* EXERCISE DATA
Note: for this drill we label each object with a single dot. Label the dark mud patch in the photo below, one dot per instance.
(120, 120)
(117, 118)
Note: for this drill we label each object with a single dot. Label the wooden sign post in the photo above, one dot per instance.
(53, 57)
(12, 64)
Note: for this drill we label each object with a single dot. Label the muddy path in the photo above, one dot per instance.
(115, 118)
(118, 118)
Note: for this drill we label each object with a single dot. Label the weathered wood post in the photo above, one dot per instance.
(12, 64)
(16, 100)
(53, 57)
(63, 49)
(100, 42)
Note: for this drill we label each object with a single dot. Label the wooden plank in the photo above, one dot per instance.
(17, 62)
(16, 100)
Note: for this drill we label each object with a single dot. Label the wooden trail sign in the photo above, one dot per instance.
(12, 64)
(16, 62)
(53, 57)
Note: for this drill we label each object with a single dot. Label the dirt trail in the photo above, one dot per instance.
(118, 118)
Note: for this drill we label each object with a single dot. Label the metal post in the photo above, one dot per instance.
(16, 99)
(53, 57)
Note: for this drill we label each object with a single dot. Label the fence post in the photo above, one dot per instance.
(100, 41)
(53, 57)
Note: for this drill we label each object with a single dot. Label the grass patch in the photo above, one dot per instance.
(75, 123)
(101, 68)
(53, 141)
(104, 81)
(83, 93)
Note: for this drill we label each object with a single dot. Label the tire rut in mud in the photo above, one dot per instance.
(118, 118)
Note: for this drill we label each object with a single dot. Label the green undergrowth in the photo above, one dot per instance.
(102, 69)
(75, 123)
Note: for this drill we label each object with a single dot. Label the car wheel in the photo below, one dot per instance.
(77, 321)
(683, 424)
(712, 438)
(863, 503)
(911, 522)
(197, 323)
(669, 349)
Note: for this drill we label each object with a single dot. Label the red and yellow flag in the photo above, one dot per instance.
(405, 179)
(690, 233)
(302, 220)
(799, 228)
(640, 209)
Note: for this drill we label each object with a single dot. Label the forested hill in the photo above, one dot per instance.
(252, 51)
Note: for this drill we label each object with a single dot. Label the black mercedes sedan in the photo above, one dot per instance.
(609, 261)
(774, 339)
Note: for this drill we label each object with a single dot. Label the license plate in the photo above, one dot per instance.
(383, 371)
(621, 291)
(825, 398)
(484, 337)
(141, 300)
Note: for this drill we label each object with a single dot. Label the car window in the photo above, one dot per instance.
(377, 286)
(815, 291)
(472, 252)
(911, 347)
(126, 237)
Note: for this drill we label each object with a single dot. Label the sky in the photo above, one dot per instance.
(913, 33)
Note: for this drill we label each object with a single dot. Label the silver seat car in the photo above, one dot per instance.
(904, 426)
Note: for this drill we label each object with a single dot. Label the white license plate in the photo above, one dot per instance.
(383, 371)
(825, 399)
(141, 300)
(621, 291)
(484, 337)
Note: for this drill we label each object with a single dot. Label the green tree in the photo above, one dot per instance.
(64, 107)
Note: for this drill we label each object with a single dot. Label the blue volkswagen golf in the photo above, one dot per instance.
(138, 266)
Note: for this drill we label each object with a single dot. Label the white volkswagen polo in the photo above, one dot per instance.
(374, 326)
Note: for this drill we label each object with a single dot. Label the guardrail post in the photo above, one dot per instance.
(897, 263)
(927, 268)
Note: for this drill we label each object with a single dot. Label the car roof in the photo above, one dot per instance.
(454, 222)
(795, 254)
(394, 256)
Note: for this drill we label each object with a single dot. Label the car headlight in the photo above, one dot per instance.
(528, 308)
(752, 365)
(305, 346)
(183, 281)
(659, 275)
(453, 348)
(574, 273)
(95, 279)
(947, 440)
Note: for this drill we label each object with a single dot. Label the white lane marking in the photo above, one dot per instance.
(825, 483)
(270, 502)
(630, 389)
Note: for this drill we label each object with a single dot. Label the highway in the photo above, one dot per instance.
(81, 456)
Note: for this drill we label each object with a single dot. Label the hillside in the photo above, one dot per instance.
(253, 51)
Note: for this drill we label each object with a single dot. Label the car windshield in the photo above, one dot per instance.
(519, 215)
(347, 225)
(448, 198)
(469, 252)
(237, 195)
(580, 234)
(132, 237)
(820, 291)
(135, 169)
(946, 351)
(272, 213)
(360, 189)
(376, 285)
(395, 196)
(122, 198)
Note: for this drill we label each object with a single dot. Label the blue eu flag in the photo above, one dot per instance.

* WORK REQUEST
From the line holding "the white lane" down to the final line above, quote every line exactly and only those lines.

* ANSWER TO THIS EXERCISE
Note: for this drill we label each object with a single dot. Label the white lane marking in the photo above, one dot per instance.
(825, 483)
(270, 502)
(630, 389)
Note: for this drill we label each object with a single dot. Label the highway in the photo above, one dot per instance.
(81, 456)
Note: for this drill we label each object with a single dot. Label the hillside in the photo above, one dot per instance.
(253, 51)
Note: for this drill we label each object with a single dot. Label the car windshield in the photo above, one dot per instance.
(519, 215)
(347, 225)
(448, 198)
(469, 252)
(237, 195)
(580, 234)
(132, 237)
(820, 291)
(135, 169)
(946, 351)
(272, 213)
(360, 189)
(376, 285)
(395, 196)
(122, 198)
Note: for this drill we label each object with a single dot. Label the blue eu flag in the photo above, one dot per instance.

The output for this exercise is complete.